Copy the part of the listing that opens with the line containing "Target: white puppy" and closes with the line containing "79 90 L 110", reproducing each line verbatim.

======== Supplied entries

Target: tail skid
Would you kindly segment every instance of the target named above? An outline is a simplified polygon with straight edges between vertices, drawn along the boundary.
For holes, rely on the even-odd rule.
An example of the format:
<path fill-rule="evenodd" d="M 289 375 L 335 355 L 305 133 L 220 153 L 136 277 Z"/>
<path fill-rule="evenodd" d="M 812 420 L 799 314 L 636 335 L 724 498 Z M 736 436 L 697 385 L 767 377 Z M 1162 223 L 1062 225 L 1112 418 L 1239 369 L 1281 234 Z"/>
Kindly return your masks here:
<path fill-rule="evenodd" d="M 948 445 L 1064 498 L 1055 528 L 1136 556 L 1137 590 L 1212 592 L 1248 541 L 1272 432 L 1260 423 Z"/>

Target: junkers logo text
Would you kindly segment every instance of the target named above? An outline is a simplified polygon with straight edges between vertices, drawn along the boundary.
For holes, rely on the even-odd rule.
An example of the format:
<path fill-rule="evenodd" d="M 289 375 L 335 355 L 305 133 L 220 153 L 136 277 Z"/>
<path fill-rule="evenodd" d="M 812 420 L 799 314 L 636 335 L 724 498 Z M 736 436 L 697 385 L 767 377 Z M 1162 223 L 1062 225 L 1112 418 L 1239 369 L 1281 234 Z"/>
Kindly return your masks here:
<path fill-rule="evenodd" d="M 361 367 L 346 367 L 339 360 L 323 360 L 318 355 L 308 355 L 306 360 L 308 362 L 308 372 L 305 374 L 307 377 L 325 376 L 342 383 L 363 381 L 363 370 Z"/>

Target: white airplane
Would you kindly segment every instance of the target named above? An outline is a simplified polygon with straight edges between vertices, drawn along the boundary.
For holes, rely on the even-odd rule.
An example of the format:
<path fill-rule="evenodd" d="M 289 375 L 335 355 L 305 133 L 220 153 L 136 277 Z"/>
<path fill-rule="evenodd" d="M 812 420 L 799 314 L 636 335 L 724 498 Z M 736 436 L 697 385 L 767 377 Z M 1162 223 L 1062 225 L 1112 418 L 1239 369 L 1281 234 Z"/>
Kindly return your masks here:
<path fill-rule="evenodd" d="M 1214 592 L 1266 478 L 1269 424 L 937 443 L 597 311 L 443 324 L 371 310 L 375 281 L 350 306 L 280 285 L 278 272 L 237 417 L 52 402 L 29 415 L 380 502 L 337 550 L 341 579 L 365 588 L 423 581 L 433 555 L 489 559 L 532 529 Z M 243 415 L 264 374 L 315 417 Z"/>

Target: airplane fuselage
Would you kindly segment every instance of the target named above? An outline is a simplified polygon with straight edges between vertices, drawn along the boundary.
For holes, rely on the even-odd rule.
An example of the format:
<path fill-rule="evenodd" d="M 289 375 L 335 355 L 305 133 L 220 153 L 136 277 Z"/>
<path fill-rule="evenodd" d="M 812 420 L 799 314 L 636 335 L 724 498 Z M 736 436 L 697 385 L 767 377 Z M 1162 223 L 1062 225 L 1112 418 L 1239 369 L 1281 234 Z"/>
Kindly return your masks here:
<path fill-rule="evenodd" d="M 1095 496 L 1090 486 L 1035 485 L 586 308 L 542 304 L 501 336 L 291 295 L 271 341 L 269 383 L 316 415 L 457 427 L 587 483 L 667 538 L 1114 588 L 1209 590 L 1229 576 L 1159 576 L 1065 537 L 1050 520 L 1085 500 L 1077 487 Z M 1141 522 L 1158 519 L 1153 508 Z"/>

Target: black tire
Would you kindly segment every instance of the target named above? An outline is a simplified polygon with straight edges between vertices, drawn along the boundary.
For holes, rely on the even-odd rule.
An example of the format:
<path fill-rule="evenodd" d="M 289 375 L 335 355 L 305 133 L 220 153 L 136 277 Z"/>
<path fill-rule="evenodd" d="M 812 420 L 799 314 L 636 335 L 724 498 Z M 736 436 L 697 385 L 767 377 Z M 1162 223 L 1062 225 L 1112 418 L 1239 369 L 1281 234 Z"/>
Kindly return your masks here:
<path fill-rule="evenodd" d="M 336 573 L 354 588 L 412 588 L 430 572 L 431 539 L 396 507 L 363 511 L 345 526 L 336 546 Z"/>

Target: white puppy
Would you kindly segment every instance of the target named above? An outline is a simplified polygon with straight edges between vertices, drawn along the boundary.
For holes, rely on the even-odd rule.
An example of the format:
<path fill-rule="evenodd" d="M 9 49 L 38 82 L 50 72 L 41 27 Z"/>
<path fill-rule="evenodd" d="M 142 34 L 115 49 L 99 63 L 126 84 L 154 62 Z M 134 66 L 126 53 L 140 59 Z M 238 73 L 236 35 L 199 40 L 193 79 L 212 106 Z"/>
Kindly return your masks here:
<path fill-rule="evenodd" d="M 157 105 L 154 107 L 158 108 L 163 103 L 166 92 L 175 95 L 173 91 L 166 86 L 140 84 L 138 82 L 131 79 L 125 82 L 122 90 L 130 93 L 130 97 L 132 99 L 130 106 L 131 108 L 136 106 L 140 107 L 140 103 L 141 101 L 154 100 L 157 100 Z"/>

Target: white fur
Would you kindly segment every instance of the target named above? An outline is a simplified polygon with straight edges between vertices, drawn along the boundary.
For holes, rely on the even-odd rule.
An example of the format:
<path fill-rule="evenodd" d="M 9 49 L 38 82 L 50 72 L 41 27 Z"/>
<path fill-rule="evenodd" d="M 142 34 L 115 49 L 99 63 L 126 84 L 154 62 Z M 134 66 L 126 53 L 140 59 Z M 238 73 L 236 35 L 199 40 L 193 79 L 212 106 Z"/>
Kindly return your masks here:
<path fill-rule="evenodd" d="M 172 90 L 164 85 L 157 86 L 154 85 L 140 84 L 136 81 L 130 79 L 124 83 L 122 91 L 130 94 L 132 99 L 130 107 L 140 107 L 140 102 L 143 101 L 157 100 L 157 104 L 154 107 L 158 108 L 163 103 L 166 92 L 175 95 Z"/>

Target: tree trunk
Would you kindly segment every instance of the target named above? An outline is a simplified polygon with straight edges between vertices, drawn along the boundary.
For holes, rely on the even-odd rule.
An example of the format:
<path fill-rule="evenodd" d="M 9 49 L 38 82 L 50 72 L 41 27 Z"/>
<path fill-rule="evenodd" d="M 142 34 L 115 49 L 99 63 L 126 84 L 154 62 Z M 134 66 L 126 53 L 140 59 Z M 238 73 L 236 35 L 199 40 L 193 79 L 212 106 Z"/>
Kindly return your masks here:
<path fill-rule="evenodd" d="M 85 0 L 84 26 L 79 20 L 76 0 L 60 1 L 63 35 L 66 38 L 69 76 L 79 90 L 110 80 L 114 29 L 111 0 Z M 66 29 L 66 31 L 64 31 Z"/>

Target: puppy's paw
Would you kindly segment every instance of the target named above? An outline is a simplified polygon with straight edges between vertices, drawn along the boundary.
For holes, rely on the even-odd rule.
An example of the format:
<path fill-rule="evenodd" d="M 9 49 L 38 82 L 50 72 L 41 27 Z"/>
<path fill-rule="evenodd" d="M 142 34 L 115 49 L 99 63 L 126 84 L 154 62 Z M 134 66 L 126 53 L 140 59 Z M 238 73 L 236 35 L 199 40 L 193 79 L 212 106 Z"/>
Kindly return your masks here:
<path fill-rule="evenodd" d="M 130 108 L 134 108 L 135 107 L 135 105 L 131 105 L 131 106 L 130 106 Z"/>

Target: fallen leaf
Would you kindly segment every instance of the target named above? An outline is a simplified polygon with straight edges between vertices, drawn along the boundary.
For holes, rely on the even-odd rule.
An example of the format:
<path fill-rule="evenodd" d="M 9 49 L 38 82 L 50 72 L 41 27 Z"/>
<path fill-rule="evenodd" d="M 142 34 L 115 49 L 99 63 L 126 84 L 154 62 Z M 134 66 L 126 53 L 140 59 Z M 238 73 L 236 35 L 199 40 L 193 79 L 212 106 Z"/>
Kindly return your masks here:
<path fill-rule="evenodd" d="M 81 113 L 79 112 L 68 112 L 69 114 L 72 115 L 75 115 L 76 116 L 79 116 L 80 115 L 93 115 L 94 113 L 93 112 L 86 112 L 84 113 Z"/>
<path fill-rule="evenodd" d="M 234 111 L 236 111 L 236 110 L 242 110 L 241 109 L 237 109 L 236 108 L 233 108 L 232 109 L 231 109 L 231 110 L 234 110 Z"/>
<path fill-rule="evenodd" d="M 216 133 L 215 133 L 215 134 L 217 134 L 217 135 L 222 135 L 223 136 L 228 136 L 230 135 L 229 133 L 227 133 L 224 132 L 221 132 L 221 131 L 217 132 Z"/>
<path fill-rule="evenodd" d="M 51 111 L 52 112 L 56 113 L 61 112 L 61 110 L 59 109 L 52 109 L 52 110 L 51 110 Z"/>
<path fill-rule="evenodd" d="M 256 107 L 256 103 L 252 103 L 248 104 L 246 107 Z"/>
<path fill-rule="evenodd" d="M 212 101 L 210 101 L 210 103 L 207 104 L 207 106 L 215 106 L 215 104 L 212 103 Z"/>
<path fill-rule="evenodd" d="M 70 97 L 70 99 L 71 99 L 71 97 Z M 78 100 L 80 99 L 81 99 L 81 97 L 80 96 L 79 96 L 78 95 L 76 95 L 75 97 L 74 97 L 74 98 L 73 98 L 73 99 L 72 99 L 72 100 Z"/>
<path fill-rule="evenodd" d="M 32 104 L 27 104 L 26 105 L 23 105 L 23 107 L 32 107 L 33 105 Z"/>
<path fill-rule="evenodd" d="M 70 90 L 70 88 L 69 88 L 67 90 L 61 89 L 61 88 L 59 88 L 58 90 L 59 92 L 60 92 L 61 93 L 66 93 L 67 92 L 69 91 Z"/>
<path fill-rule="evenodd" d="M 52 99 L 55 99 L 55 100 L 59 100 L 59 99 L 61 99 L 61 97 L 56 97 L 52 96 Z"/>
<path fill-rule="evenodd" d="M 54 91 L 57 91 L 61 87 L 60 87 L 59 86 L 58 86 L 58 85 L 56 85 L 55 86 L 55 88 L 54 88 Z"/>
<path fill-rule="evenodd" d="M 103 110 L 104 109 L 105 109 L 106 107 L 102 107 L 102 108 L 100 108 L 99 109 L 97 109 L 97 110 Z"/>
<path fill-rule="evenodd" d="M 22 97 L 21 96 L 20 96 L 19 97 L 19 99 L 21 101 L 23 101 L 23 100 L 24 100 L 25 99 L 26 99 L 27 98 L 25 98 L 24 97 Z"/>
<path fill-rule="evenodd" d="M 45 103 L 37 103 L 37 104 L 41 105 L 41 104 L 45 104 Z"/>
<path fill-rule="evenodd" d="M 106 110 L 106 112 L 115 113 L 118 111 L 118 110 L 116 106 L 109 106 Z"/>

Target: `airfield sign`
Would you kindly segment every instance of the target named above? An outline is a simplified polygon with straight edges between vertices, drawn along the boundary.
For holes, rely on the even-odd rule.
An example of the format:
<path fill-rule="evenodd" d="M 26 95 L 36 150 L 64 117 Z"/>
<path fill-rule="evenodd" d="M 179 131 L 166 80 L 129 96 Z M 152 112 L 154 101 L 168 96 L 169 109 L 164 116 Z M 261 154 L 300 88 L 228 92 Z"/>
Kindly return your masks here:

================

> Result of this exercise:
Target: white puppy
Would you kindly segment every instance of the target named above? An outline is a simplified polygon with straight edges between vertices, drawn along the boundary.
For holes, rely on the even-odd rule.
An example of the format:
<path fill-rule="evenodd" d="M 9 49 L 38 82 L 50 72 L 41 27 Z"/>
<path fill-rule="evenodd" d="M 142 34 L 115 49 L 99 63 L 126 84 L 154 62 Z M 134 66 L 126 53 L 140 59 Z M 238 73 L 236 35 L 199 40 L 193 79 L 212 106 Z"/>
Kindly return your masks here:
<path fill-rule="evenodd" d="M 157 105 L 154 107 L 158 108 L 163 103 L 166 92 L 175 95 L 173 91 L 166 86 L 140 84 L 138 82 L 131 79 L 125 82 L 122 90 L 130 93 L 130 97 L 132 99 L 130 106 L 131 108 L 136 106 L 140 107 L 140 103 L 141 101 L 154 100 L 157 100 Z"/>

Target: white fur
Would you kindly segment every instance of the target named above? An outline is a simplified polygon with straight edges between vertices, drawn along the boundary.
For holes, rely on the even-odd rule.
An example of the format:
<path fill-rule="evenodd" d="M 9 49 L 38 82 L 50 72 L 41 27 Z"/>
<path fill-rule="evenodd" d="M 142 34 L 115 49 L 99 63 L 126 84 L 154 62 Z M 134 66 L 126 53 L 140 59 Z M 238 73 L 236 35 L 199 40 L 193 79 L 212 106 Z"/>
Kindly return your masks here:
<path fill-rule="evenodd" d="M 172 90 L 164 85 L 157 86 L 154 85 L 140 84 L 136 81 L 130 79 L 124 83 L 122 91 L 130 94 L 132 99 L 130 107 L 140 107 L 140 102 L 143 101 L 157 100 L 157 104 L 154 107 L 158 108 L 163 103 L 166 92 L 175 95 Z"/>

Target: tree trunk
Would you kindly segment every instance of the target named above? An outline is a simplified polygon with straight edges between vertices, drawn along the boundary.
For holes, rely on the even-odd rule.
An example of the format:
<path fill-rule="evenodd" d="M 9 49 L 38 82 L 50 72 L 41 27 Z"/>
<path fill-rule="evenodd" d="M 142 34 L 115 49 L 99 63 L 126 84 L 154 62 Z M 134 66 L 126 53 L 140 59 Z M 238 73 L 236 35 L 199 40 L 193 79 L 212 106 Z"/>
Kindly return your masks here:
<path fill-rule="evenodd" d="M 85 0 L 84 26 L 79 20 L 76 0 L 60 1 L 63 35 L 66 38 L 69 76 L 79 90 L 110 80 L 114 29 L 111 0 Z M 66 29 L 66 31 L 64 31 Z"/>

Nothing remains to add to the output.